* _PROBLEM TO WORK ON_
Lay out everything from the line containing "Find the eyebrow" down to the line containing "column 879, row 80" as a JSON list of strings, one string per line, with blank lines omitted.

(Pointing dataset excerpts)

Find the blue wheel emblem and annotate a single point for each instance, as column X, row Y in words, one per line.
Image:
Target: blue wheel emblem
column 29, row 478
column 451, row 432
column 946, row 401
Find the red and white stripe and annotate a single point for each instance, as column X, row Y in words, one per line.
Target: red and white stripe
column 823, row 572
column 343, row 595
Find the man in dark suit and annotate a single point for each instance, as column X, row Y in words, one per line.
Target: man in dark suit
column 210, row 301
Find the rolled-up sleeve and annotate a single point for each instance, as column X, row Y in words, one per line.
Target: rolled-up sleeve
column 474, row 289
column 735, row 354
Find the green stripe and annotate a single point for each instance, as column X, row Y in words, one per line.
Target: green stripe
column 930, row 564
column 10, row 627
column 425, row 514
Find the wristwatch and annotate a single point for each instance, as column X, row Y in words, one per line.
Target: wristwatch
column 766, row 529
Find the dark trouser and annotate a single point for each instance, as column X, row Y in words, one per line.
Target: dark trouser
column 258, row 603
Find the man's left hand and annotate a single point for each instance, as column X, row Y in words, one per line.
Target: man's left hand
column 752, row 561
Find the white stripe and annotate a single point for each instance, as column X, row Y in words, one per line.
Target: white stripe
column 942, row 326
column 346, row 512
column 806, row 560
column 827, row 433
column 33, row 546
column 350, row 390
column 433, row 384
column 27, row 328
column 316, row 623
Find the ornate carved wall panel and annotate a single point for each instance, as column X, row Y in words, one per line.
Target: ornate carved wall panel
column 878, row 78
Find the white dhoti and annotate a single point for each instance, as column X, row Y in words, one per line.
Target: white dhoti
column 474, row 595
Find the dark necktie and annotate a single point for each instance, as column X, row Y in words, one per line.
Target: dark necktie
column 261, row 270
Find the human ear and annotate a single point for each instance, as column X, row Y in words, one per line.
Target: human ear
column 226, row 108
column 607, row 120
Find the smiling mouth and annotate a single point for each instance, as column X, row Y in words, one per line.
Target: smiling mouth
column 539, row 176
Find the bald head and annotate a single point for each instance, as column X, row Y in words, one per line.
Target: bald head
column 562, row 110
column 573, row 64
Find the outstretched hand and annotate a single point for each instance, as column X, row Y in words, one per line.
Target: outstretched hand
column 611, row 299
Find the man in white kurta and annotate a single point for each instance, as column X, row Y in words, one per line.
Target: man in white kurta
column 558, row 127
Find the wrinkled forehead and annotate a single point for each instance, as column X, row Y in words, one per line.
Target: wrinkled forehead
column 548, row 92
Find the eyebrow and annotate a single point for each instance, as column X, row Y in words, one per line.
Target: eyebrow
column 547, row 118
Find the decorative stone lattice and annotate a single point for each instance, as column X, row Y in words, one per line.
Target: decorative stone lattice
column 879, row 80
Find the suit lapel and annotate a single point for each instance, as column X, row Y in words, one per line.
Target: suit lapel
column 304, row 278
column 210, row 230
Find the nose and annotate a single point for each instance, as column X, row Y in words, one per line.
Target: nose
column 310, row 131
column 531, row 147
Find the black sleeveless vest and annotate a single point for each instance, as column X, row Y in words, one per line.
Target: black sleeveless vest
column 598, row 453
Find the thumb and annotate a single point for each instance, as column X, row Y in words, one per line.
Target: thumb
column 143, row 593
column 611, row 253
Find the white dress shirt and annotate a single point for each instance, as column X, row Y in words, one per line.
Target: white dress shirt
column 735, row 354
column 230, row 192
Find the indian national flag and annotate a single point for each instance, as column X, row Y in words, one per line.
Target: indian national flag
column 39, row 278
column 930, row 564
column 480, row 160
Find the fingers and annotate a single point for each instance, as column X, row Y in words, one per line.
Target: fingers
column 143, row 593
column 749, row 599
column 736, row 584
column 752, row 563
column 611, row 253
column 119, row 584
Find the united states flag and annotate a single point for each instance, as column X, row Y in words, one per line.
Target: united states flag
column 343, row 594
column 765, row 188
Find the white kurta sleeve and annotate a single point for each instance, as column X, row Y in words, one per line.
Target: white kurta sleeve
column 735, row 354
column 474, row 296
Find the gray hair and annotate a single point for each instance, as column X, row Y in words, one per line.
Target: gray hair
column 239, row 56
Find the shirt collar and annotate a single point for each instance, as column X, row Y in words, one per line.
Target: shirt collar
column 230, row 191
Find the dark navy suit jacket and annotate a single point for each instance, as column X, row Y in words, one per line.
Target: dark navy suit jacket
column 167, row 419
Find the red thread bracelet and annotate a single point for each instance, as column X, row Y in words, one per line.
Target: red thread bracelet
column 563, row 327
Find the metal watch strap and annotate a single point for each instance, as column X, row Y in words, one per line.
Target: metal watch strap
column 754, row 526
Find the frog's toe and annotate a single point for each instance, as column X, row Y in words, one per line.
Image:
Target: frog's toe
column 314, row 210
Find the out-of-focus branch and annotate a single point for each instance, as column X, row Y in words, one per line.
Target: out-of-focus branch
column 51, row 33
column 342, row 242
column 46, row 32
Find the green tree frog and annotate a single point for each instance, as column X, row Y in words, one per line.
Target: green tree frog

* _SOLUTION_
[
  "Find the eyebrow and annotate a single point for each instance, as column X, row Y in words, one per line.",
  "Target: eyebrow",
  "column 547, row 118",
  "Find the decorative stone lattice and annotate a single point for each instance, as column X, row Y in words, one per line.",
  "Target: decorative stone lattice",
  "column 879, row 80"
]